### [Exercise brief]
For the word "football", determine how many lines of the entries below contain it, and give only that number.

### [Input data]
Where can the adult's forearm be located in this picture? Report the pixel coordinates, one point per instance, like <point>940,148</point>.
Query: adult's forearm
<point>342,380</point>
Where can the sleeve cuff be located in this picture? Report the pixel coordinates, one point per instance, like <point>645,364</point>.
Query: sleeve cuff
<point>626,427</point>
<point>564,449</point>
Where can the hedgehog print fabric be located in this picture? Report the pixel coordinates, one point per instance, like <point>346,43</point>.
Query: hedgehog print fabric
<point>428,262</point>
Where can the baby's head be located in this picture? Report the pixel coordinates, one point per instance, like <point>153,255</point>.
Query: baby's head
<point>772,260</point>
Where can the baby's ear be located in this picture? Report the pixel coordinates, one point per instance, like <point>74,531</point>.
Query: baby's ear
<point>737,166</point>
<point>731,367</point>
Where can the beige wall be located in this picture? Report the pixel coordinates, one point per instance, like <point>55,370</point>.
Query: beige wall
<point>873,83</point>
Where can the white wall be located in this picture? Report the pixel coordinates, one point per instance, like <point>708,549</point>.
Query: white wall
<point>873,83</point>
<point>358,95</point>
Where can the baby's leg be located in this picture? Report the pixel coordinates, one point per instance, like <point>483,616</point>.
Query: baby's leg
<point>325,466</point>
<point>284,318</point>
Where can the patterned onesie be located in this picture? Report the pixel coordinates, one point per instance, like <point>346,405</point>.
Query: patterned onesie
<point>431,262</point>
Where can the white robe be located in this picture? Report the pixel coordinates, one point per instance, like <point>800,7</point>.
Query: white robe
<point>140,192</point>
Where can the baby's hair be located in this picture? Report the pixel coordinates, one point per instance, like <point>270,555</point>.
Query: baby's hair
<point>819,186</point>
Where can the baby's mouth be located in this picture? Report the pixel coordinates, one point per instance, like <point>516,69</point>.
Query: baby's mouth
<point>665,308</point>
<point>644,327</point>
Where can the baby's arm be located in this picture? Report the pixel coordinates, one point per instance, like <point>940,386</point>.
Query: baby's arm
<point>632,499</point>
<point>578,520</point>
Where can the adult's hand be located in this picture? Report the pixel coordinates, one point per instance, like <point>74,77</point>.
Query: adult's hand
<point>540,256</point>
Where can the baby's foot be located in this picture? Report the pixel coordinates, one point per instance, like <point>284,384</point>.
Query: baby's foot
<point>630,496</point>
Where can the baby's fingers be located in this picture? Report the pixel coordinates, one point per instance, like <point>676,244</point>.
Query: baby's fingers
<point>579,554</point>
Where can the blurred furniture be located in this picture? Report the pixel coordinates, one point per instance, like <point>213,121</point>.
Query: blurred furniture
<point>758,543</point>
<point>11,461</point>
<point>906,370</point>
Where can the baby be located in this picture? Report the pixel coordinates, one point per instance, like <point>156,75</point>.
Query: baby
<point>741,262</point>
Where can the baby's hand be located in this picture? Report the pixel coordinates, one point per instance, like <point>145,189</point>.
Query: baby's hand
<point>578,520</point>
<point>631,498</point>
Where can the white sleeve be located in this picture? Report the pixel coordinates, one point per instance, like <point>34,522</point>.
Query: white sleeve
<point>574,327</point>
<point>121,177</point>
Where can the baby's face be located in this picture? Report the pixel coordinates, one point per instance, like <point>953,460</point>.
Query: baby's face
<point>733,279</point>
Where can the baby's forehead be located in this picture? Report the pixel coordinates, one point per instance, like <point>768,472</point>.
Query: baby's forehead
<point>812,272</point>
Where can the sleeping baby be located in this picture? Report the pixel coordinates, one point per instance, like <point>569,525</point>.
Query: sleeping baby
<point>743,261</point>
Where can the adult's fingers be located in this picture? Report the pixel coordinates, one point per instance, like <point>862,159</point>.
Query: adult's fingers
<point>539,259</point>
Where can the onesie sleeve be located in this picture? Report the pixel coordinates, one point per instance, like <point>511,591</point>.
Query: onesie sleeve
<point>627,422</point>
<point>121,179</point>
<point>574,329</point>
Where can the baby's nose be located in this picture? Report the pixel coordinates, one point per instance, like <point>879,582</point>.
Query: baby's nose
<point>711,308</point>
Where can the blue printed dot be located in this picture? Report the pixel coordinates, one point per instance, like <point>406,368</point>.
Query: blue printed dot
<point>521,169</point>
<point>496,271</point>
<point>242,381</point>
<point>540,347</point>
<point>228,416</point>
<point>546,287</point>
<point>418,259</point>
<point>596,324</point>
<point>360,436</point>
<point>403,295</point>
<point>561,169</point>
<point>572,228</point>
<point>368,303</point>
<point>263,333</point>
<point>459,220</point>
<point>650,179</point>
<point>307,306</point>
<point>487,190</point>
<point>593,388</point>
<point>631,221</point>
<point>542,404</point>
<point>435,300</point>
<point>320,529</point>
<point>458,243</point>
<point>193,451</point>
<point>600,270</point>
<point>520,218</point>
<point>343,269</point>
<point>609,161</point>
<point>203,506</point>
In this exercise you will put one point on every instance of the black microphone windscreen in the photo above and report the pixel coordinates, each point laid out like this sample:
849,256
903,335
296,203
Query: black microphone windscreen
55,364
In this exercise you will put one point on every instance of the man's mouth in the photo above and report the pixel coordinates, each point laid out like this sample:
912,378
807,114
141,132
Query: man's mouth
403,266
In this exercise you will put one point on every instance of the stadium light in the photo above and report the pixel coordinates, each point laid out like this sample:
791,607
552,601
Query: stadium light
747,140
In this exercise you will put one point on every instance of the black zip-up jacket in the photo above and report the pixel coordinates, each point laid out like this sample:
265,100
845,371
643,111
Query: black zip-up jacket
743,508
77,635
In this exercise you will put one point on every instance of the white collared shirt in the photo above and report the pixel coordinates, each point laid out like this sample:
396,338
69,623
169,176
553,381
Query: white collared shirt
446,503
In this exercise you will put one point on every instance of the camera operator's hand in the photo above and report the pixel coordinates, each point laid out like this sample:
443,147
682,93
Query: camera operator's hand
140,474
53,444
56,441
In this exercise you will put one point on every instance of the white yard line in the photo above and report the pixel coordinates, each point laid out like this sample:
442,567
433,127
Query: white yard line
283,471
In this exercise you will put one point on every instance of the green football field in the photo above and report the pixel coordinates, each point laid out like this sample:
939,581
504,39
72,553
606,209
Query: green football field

### [Exercise answer]
2